# [DATA FOR THIS EXERCISE]

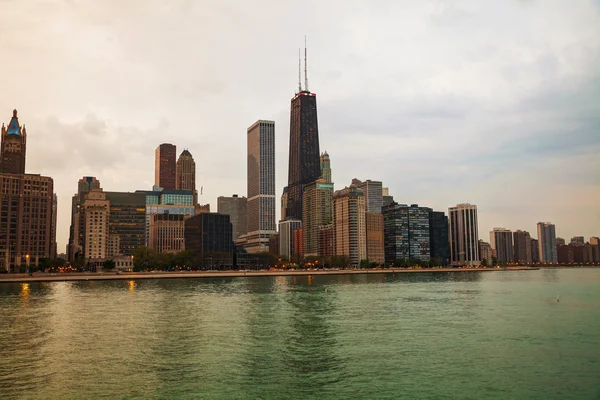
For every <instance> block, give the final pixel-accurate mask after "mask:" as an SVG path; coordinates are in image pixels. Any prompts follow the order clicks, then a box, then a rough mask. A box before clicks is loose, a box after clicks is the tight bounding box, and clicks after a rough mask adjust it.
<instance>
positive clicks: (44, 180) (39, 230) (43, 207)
mask: <svg viewBox="0 0 600 400" xmlns="http://www.w3.org/2000/svg"><path fill="white" fill-rule="evenodd" d="M1 133H2V138H1V142H0V270H2V271H10V270H11V267H12V268H14V267H18V266H21V265H27V266H28V267H29V266H30V265H38V263H39V259H40V258H48V257H52V256H53V254H55V253H56V251H55V241H56V233H55V229H56V223H55V222H54V221H55V220H56V202H55V197H54V191H53V189H54V182H53V180H52V178H50V177H45V176H40V175H35V174H25V145H26V141H27V132H26V130H25V125H23V126H21V125H20V124H19V120H18V118H17V110H14V111H13V116H12V119H11V120H10V123H9V124H8V128H7V127H5V126H4V124H3V125H2V129H1Z"/></svg>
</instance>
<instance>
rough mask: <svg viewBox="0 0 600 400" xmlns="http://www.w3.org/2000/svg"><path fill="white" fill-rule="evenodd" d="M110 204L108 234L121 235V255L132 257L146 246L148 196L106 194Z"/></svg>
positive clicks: (118, 192)
mask: <svg viewBox="0 0 600 400" xmlns="http://www.w3.org/2000/svg"><path fill="white" fill-rule="evenodd" d="M106 199H107V200H108V201H109V202H110V214H109V219H108V233H109V234H110V235H119V246H120V252H119V254H121V255H124V256H131V255H133V252H134V251H135V249H137V248H138V247H140V246H144V245H145V244H146V194H145V193H140V192H106Z"/></svg>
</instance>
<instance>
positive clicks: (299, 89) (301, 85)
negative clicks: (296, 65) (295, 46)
mask: <svg viewBox="0 0 600 400" xmlns="http://www.w3.org/2000/svg"><path fill="white" fill-rule="evenodd" d="M300 63H301V58H300V47H298V93H300V92H301V91H302V72H301V71H302V67H301V66H300Z"/></svg>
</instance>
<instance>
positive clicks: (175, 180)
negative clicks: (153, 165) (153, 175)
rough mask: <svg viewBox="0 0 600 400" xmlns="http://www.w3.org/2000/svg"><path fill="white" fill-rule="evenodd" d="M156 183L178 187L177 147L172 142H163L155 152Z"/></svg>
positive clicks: (155, 184)
mask: <svg viewBox="0 0 600 400" xmlns="http://www.w3.org/2000/svg"><path fill="white" fill-rule="evenodd" d="M154 185H156V186H158V187H161V188H163V189H165V190H176V189H177V147H176V146H175V145H173V144H171V143H163V144H161V145H160V146H158V147H157V148H156V150H155V152H154Z"/></svg>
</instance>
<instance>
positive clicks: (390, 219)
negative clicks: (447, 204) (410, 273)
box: [382, 202, 431, 263]
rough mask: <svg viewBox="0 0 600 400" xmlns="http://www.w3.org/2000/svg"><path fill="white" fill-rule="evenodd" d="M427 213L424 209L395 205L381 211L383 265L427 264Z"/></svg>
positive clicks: (428, 223)
mask: <svg viewBox="0 0 600 400" xmlns="http://www.w3.org/2000/svg"><path fill="white" fill-rule="evenodd" d="M430 212H431V208H428V207H419V206H418V205H417V204H412V205H411V206H410V207H409V206H408V205H406V204H398V203H395V202H394V203H392V204H390V205H388V206H384V207H383V208H382V213H383V219H384V246H385V261H386V262H388V263H391V262H394V261H396V260H403V261H409V260H415V261H420V262H429V261H430V260H431V250H430V246H431V241H430V237H429V214H430Z"/></svg>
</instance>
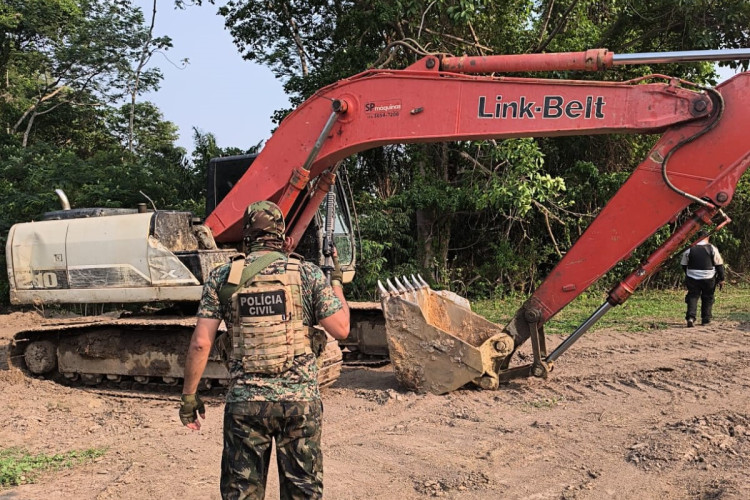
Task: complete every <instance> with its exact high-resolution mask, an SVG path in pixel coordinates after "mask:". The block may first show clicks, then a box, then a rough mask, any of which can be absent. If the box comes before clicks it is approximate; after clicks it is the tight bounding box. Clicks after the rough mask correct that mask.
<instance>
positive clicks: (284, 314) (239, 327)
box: [230, 258, 312, 374]
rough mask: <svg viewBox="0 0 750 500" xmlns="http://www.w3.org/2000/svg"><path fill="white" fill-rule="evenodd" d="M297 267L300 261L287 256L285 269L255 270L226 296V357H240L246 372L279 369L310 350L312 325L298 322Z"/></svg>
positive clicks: (298, 319) (299, 308)
mask: <svg viewBox="0 0 750 500" xmlns="http://www.w3.org/2000/svg"><path fill="white" fill-rule="evenodd" d="M299 268H300V261H299V260H297V259H292V258H290V259H289V261H288V262H287V264H286V273H284V274H271V275H262V274H256V275H255V276H254V277H253V278H252V279H251V280H250V281H249V282H248V283H246V284H245V285H243V286H241V287H240V288H238V289H237V290H236V291H235V292H234V293H233V294H232V296H231V298H230V304H231V308H232V309H231V311H232V349H231V352H230V359H232V360H237V361H241V362H242V366H243V369H244V370H245V371H246V372H247V373H264V374H277V373H283V372H285V371H286V370H288V369H289V368H290V367H291V366H292V363H293V362H294V358H295V357H296V356H300V355H302V354H307V353H312V349H311V347H310V334H311V330H312V328H309V327H307V326H305V325H304V324H303V323H302V319H303V317H304V310H303V305H302V277H301V274H300V271H299Z"/></svg>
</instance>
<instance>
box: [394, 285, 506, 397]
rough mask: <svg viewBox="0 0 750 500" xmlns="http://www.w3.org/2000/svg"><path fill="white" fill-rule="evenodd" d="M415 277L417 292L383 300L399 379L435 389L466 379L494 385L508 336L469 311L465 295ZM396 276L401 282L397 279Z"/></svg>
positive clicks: (410, 387)
mask: <svg viewBox="0 0 750 500" xmlns="http://www.w3.org/2000/svg"><path fill="white" fill-rule="evenodd" d="M419 280H421V276H420V277H419V279H415V281H416V282H417V283H419V286H420V289H419V293H398V294H394V295H390V296H388V297H385V298H383V300H382V305H383V313H384V315H385V326H386V337H387V340H388V351H389V355H390V358H391V362H392V363H393V367H394V372H395V374H396V378H397V379H398V381H399V382H400V383H401V384H402V385H404V386H406V387H407V388H408V389H411V390H414V391H417V392H427V391H429V392H432V393H435V394H445V393H447V392H450V391H453V390H456V389H458V388H460V387H463V386H464V385H466V384H469V383H473V384H475V385H477V386H479V387H481V388H484V389H490V388H496V387H497V384H498V381H499V377H498V374H497V369H499V366H500V363H499V361H501V360H503V359H504V358H505V357H506V356H508V355H509V354H510V353H511V352H512V350H513V339H512V337H510V336H509V335H507V334H506V333H504V332H503V330H502V328H501V327H500V326H499V325H496V324H494V323H491V322H489V321H487V320H486V319H485V318H483V317H481V316H479V315H478V314H476V313H474V312H472V311H471V307H470V304H469V301H468V300H466V299H465V298H463V297H460V296H458V295H456V294H455V293H453V292H449V291H440V292H436V291H434V290H432V289H430V288H429V286H427V283H426V282H424V280H421V282H420V281H419ZM394 281H395V282H396V284H397V285H398V286H399V288H403V287H404V285H403V284H402V283H401V282H400V280H399V279H398V278H394ZM405 281H406V282H407V283H408V280H406V279H405ZM386 282H387V283H388V285H389V287H393V286H394V285H393V284H392V283H391V282H390V280H387V281H386ZM496 367H498V368H496Z"/></svg>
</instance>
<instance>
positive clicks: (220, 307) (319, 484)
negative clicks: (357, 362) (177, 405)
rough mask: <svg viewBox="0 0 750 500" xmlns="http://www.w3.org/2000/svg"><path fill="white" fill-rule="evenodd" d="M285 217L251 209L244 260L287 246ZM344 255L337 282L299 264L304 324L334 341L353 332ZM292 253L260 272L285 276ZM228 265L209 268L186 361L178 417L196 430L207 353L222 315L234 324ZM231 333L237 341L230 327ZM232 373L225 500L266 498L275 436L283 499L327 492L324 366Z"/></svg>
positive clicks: (296, 359) (212, 341)
mask: <svg viewBox="0 0 750 500" xmlns="http://www.w3.org/2000/svg"><path fill="white" fill-rule="evenodd" d="M284 231H285V226H284V218H283V215H282V213H281V210H280V209H279V207H278V206H276V205H275V204H273V203H271V202H267V201H262V202H256V203H253V204H252V205H250V206H249V207H248V208H247V212H246V214H245V225H244V234H243V236H244V243H245V247H246V248H248V249H249V250H250V253H249V254H248V256H247V258H246V259H245V261H246V265H247V264H249V263H251V262H253V261H255V260H256V259H258V258H259V257H260V256H262V255H265V254H267V253H269V252H270V251H276V252H279V251H281V249H282V246H283V244H284ZM337 260H338V259H336V261H335V263H334V265H335V268H334V272H333V273H332V275H331V285H329V284H328V283H327V280H326V278H325V276H324V275H323V272H322V271H321V270H320V268H318V267H317V266H315V265H314V264H311V263H307V262H303V263H302V265H301V266H300V270H299V272H300V274H301V282H302V297H303V308H304V318H303V322H304V324H305V325H306V326H308V327H309V326H312V325H314V324H316V323H317V324H320V326H322V327H323V328H325V329H326V331H328V333H330V334H331V335H332V336H333V337H334V338H337V339H344V338H346V337H347V335H348V334H349V308H348V306H347V305H346V300H345V299H344V294H343V289H342V286H341V270H340V267H339V266H338V262H337ZM287 261H288V257H286V256H284V257H282V258H279V259H277V260H276V261H274V262H273V263H272V264H270V265H269V266H268V267H266V268H265V269H263V270H262V271H260V273H259V274H260V275H270V274H283V273H285V272H286V264H287ZM230 266H231V265H230V264H225V265H223V266H220V267H218V268H217V269H215V270H214V271H212V272H211V274H210V276H209V278H208V279H207V281H206V283H205V285H204V288H203V296H202V298H201V303H200V307H199V309H198V322H197V324H196V327H195V331H194V332H193V336H192V339H191V342H190V347H189V349H188V354H187V360H186V363H185V383H184V387H183V396H182V403H181V406H180V419H181V420H182V423H183V424H184V425H186V426H187V427H189V428H191V429H193V430H198V429H200V427H201V424H200V420H199V419H198V418H197V417H198V415H200V417H201V418H205V407H204V405H203V403H202V402H201V401H200V398H199V397H198V396H197V395H196V391H197V388H198V382H199V381H200V378H201V376H202V375H203V370H204V369H205V367H206V362H207V360H208V354H209V351H210V350H211V346H212V344H213V342H214V340H215V337H216V332H217V330H218V327H219V324H220V323H221V320H222V319H223V320H224V321H225V323H226V325H227V328H231V325H232V320H231V318H232V310H231V309H232V306H231V303H227V304H226V305H224V304H222V303H221V302H220V300H219V290H220V289H221V287H222V286H223V285H224V284H225V283H226V282H227V279H228V276H229V271H230ZM227 335H229V336H230V338H231V332H228V333H227ZM228 368H229V372H230V375H231V378H232V382H231V385H230V387H229V391H228V393H227V400H226V406H225V411H224V452H223V454H222V461H221V495H222V498H224V499H240V498H252V499H256V498H257V499H262V498H263V497H264V494H265V485H266V477H267V475H268V466H269V461H270V456H271V443H272V442H273V440H275V441H276V455H277V464H278V468H279V483H280V488H281V498H282V499H287V498H294V499H298V498H299V499H302V498H304V499H308V498H322V496H323V459H322V454H321V450H320V436H321V417H322V403H321V399H320V392H319V389H318V381H317V375H318V367H317V364H316V359H315V356H314V355H313V354H307V353H306V354H301V355H297V356H295V357H294V360H293V362H292V366H291V368H289V369H288V370H286V371H284V372H282V373H279V374H261V373H247V372H246V371H245V370H244V369H243V366H242V363H241V362H239V361H230V363H229V366H228Z"/></svg>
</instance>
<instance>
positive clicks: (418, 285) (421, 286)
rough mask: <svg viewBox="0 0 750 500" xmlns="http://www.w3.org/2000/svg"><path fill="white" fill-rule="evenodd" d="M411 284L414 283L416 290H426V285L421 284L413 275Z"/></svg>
mask: <svg viewBox="0 0 750 500" xmlns="http://www.w3.org/2000/svg"><path fill="white" fill-rule="evenodd" d="M411 283H412V286H413V287H414V288H415V289H416V290H419V289H420V288H424V285H422V283H420V282H419V281H417V278H415V277H414V275H413V274H412V275H411Z"/></svg>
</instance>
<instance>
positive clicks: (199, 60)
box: [134, 0, 289, 152]
mask: <svg viewBox="0 0 750 500" xmlns="http://www.w3.org/2000/svg"><path fill="white" fill-rule="evenodd" d="M217 3H220V2H217ZM134 4H135V5H138V6H139V7H141V9H142V10H143V14H144V16H145V18H146V23H147V24H149V23H150V20H151V12H152V7H153V1H152V0H134ZM156 8H157V11H156V24H155V26H154V35H155V36H163V35H167V36H169V37H170V38H171V39H172V44H173V47H172V48H171V49H170V50H169V51H167V52H166V57H167V58H169V60H170V61H172V62H173V63H174V64H176V65H179V63H180V61H181V60H182V59H185V58H187V59H189V60H190V63H189V64H188V65H187V66H186V67H185V69H177V68H176V67H175V66H174V65H172V64H171V63H170V62H169V61H167V59H166V58H165V57H164V56H163V55H161V54H155V55H154V57H153V58H152V59H151V62H150V66H151V67H154V66H157V67H159V68H160V69H161V71H162V73H163V74H164V79H163V80H162V83H161V88H160V89H159V91H158V92H156V93H151V94H147V95H145V96H142V97H141V99H142V100H149V101H151V102H153V103H155V104H156V105H157V106H158V107H159V109H161V111H162V113H163V114H164V118H165V119H166V120H169V121H171V122H173V123H175V124H177V126H178V127H179V128H180V139H179V140H178V145H180V146H182V147H184V148H185V149H187V150H188V152H190V151H192V150H193V127H198V128H199V129H201V130H202V131H203V132H211V133H213V134H214V135H215V136H216V140H217V142H218V145H219V147H229V146H235V147H239V148H243V149H246V148H249V147H250V146H254V145H255V144H257V143H258V142H260V141H261V140H266V139H268V138H269V137H270V135H271V130H272V129H273V127H274V125H273V123H272V122H271V116H272V115H273V112H274V111H275V110H277V109H280V108H285V107H287V106H288V105H289V100H288V99H287V97H286V95H285V94H284V90H283V89H282V86H281V82H280V81H279V80H277V79H276V78H275V77H274V76H273V74H272V73H271V71H270V70H269V69H268V68H266V67H263V66H259V65H257V64H253V63H251V62H249V61H245V60H243V59H242V57H241V56H240V55H239V53H238V51H237V48H236V47H235V46H234V44H233V43H232V37H231V36H230V34H229V32H228V31H227V30H226V29H224V18H223V17H221V16H219V15H217V14H216V10H217V6H216V5H210V4H207V3H206V2H204V5H203V6H201V7H197V6H193V7H188V8H187V9H185V10H177V9H175V8H174V1H173V0H158V1H157V7H156Z"/></svg>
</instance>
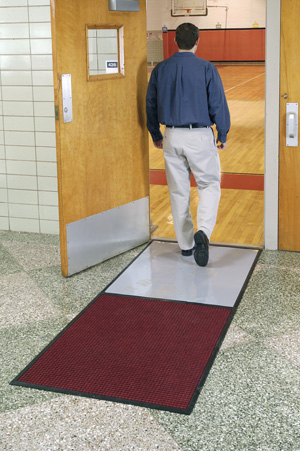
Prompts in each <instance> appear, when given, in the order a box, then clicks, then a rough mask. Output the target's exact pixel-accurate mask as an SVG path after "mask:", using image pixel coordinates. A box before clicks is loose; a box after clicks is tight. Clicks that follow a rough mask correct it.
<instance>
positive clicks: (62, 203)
mask: <svg viewBox="0 0 300 451" xmlns="http://www.w3.org/2000/svg"><path fill="white" fill-rule="evenodd" d="M90 24H95V25H104V24H106V25H118V26H121V25H122V26H123V27H124V49H125V76H120V75H117V76H114V75H113V76H112V77H108V76H106V77H107V78H102V79H100V80H96V81H88V80H87V40H86V26H87V25H90ZM52 28H53V48H54V59H55V60H56V61H55V69H54V71H55V72H57V74H58V75H57V77H56V76H54V79H55V91H56V101H57V102H58V105H59V121H57V144H58V145H57V148H58V178H59V197H60V228H61V239H62V238H63V240H62V241H63V243H62V263H63V266H65V265H66V264H65V263H64V262H65V261H66V256H64V254H65V253H66V246H65V243H64V235H65V227H66V224H68V223H70V222H74V221H77V220H80V219H82V218H85V217H88V216H91V215H94V214H97V213H100V212H103V211H106V210H109V209H112V208H115V207H118V206H120V205H124V204H126V203H130V202H132V201H134V200H137V199H141V198H144V197H146V196H148V195H149V163H148V161H149V158H148V134H147V130H146V114H145V96H146V89H147V42H146V4H145V1H144V0H141V1H140V11H139V12H110V11H108V1H99V0H98V1H95V0H85V1H82V0H56V1H54V0H53V1H52ZM61 74H71V82H72V100H73V121H72V122H71V123H68V124H64V123H63V120H62V117H63V115H62V94H61ZM63 272H66V271H65V270H63Z"/></svg>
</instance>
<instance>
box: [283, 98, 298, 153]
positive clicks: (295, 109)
mask: <svg viewBox="0 0 300 451" xmlns="http://www.w3.org/2000/svg"><path fill="white" fill-rule="evenodd" d="M286 146H288V147H298V103H287V104H286Z"/></svg>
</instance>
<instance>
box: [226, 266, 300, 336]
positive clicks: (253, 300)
mask: <svg viewBox="0 0 300 451" xmlns="http://www.w3.org/2000/svg"><path fill="white" fill-rule="evenodd" d="M299 293H300V278H299V274H297V273H296V272H295V271H294V270H293V268H283V269H282V268H277V267H265V268H262V267H261V269H260V270H259V271H255V272H254V274H253V276H252V278H251V281H250V283H249V285H248V287H247V289H246V291H245V294H244V297H243V301H242V303H241V305H240V306H239V308H238V310H237V312H236V315H235V317H234V320H233V321H234V324H236V325H237V326H239V327H240V328H241V329H243V330H244V331H246V332H247V333H249V334H250V335H253V336H254V337H256V338H267V337H271V336H273V335H279V334H283V333H284V332H285V331H290V330H291V331H293V330H298V329H300V302H299V300H300V297H299Z"/></svg>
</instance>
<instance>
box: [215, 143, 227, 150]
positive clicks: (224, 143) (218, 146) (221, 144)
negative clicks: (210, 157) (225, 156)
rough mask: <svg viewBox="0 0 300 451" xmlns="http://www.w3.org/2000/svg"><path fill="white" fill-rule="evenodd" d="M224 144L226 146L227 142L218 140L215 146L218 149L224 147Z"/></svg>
mask: <svg viewBox="0 0 300 451" xmlns="http://www.w3.org/2000/svg"><path fill="white" fill-rule="evenodd" d="M226 146H227V142H226V143H221V142H219V143H218V145H217V148H218V149H225V147H226Z"/></svg>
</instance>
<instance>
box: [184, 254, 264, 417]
mask: <svg viewBox="0 0 300 451" xmlns="http://www.w3.org/2000/svg"><path fill="white" fill-rule="evenodd" d="M261 253H262V249H260V250H258V252H257V256H256V257H255V259H254V261H253V263H252V265H251V268H250V270H249V272H248V275H247V277H246V279H245V282H244V284H243V286H242V288H241V290H240V293H239V295H238V297H237V300H236V302H235V304H234V306H233V307H232V308H231V313H230V315H229V317H228V319H227V321H226V324H225V326H224V327H223V329H222V332H221V334H220V336H219V339H218V341H217V343H216V345H215V348H214V350H213V352H212V354H211V356H210V358H209V360H208V362H207V364H206V366H205V369H204V371H203V373H202V375H201V378H200V380H199V383H198V385H197V388H196V389H195V392H194V394H193V396H192V398H191V401H190V403H189V406H188V408H187V412H188V413H187V414H188V415H189V414H191V413H192V411H193V409H194V407H195V405H196V402H197V400H198V398H199V395H200V392H201V390H202V388H203V386H204V383H205V381H206V379H207V376H208V375H209V372H210V370H211V368H212V366H213V364H214V361H215V359H216V357H217V355H218V353H219V351H220V348H221V346H222V343H223V341H224V338H225V336H226V334H227V332H228V329H229V327H230V325H231V323H232V320H233V318H234V315H235V313H236V311H237V309H238V306H239V304H240V302H241V300H242V298H243V295H244V293H245V290H246V288H247V285H248V283H249V281H250V278H251V276H252V274H253V271H254V268H255V266H256V264H257V262H258V259H259V257H260V255H261ZM227 308H230V307H227Z"/></svg>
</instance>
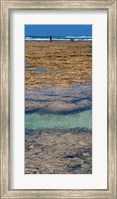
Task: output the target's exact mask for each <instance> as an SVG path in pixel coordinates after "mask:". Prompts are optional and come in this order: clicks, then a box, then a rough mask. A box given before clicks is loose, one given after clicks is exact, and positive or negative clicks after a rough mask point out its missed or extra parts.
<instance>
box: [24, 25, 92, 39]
mask: <svg viewBox="0 0 117 199" xmlns="http://www.w3.org/2000/svg"><path fill="white" fill-rule="evenodd" d="M49 35H52V36H92V25H25V36H26V37H27V36H49Z"/></svg>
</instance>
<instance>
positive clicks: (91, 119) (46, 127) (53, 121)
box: [25, 110, 92, 130]
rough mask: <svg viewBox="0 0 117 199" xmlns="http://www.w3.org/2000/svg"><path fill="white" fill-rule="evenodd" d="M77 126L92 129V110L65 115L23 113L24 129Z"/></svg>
mask: <svg viewBox="0 0 117 199" xmlns="http://www.w3.org/2000/svg"><path fill="white" fill-rule="evenodd" d="M77 127H79V128H87V129H92V110H86V111H82V112H80V113H74V114H67V115H64V114H41V113H36V112H34V113H32V114H26V115H25V128H26V129H31V130H37V129H54V128H57V129H69V128H77Z"/></svg>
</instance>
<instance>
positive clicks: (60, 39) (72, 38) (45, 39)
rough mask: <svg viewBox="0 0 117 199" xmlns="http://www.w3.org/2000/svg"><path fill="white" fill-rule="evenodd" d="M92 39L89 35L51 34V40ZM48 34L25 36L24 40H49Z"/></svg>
mask: <svg viewBox="0 0 117 199" xmlns="http://www.w3.org/2000/svg"><path fill="white" fill-rule="evenodd" d="M72 39H73V40H74V41H92V37H91V36H52V41H70V40H72ZM49 40H50V36H38V37H37V36H27V37H25V41H49Z"/></svg>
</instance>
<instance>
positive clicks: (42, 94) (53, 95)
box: [25, 83, 92, 114]
mask: <svg viewBox="0 0 117 199" xmlns="http://www.w3.org/2000/svg"><path fill="white" fill-rule="evenodd" d="M25 99H26V103H25V112H26V113H32V112H35V111H39V112H43V113H45V112H46V113H52V114H53V113H58V114H68V113H69V114H70V113H73V112H78V111H83V110H89V109H91V107H92V85H91V84H90V83H89V84H77V85H74V88H72V89H70V88H69V89H61V88H56V89H55V88H38V89H29V90H28V89H26V91H25Z"/></svg>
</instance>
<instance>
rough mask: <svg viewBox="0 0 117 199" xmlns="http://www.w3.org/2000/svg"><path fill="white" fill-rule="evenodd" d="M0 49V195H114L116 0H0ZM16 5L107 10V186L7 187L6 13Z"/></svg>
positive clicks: (8, 181) (7, 198) (9, 197)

# [DIRECTIONS FOR THIS TASK]
Scan the entries for lines holding the string "order", then copy every one of them.

# [RESPONSE]
For every <instance> block, give the final pixel-accurate mask after "mask:" as an SVG path; coordinates are in image pixels. Any prompts follow the order clicks, then a box, then a rough mask. A box before clicks is loose, a box after clicks is the tight bounding box, and clicks after a rough mask adjust it.
Prompts in each <instance> appear, when given, in the order a box, then clicks, then a rough mask. Output the target's exact pixel-accurate mask as an SVG path after "mask:", using image pixel coordinates. A box before clicks is loose; a box after clicks is tight. Clicks that follow a rough mask correct it.
Task: output the target's exact mask for each <instance> as an SVG path in pixel coordinates after "mask:". Prompts are optional and come in this order: clicks, then a box, then a rough mask. A box given before clicks is loose, one given after clicks is exact, and positive or negative clicks after a rough mask point out its missed or extra parts.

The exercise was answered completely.